++++ DATA FOR THIS TASK ++++

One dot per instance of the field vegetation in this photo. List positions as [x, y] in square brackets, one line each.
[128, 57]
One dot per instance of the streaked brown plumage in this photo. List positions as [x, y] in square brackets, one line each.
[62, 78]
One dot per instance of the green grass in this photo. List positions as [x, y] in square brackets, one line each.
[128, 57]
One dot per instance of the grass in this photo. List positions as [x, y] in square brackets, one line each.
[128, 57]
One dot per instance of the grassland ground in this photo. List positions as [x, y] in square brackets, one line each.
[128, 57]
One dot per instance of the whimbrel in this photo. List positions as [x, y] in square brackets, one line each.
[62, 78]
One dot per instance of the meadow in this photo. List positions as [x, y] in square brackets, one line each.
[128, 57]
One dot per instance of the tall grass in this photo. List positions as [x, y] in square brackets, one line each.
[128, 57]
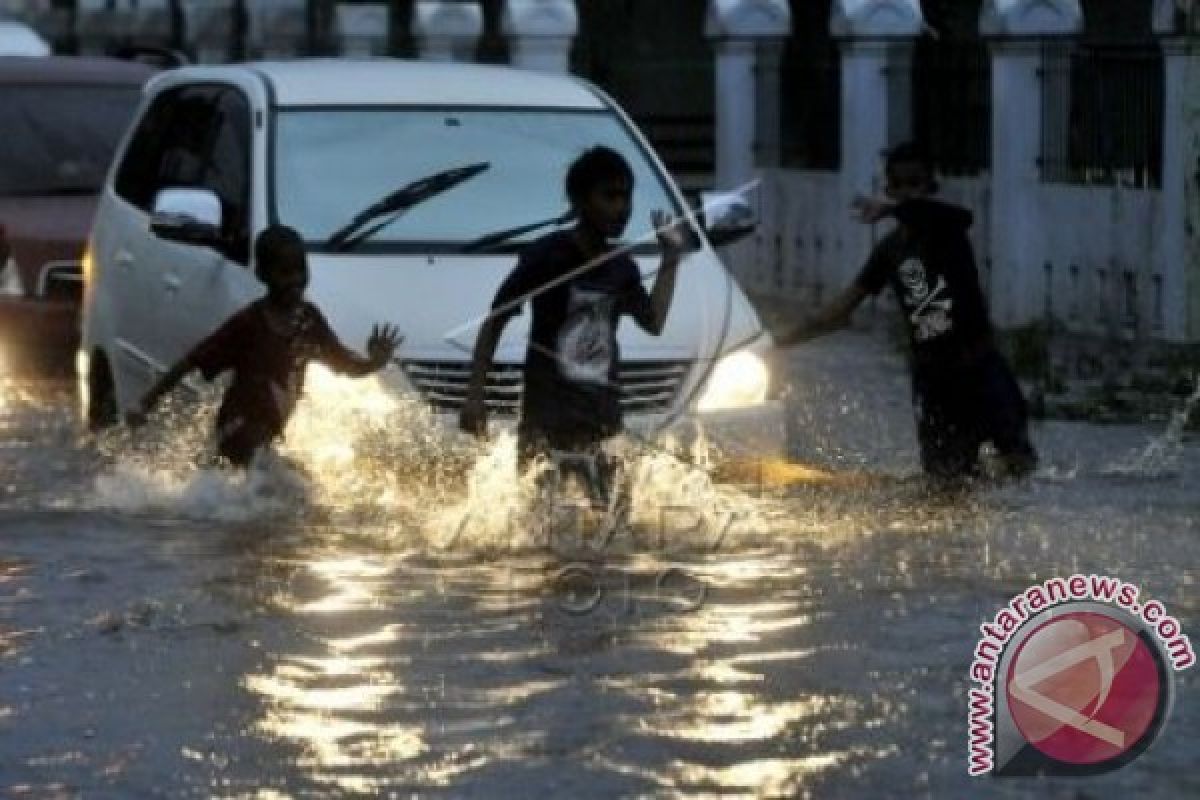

++++

**INSTRUCTION**. Write out all of the records above word for word, leaving out the pictures.

**ANSWER TO THE PROBLEM**.
One dot per instance of the field vegetation in this photo. List positions as [x, y] in square brackets, one line each.
[128, 57]
One dot per instance of the streaked brown plumage in this photo. List positions as [x, y] in square brackets, one line each.
[62, 78]
One dot per instance of the green grass in this photo. List positions as [x, y] in square brackets, one line each.
[128, 57]
One dot per instance of the grass in this photo. List positions as [x, y] in square brackets, one line each.
[128, 57]
One dot per instance of the grassland ground in this photo. List positions as [x, y] in square brackets, one line each.
[128, 57]
One dot per instance of the whimbrel in this photo. List positions as [x, y] in square brackets, one line each.
[62, 78]
One dot per instance of the meadow in this photo. List positions as [x, y] in square brackets, one line each.
[128, 57]
One dot per instance of the tall grass in this photo. List positions as [x, y] in square brackets, one line each.
[128, 57]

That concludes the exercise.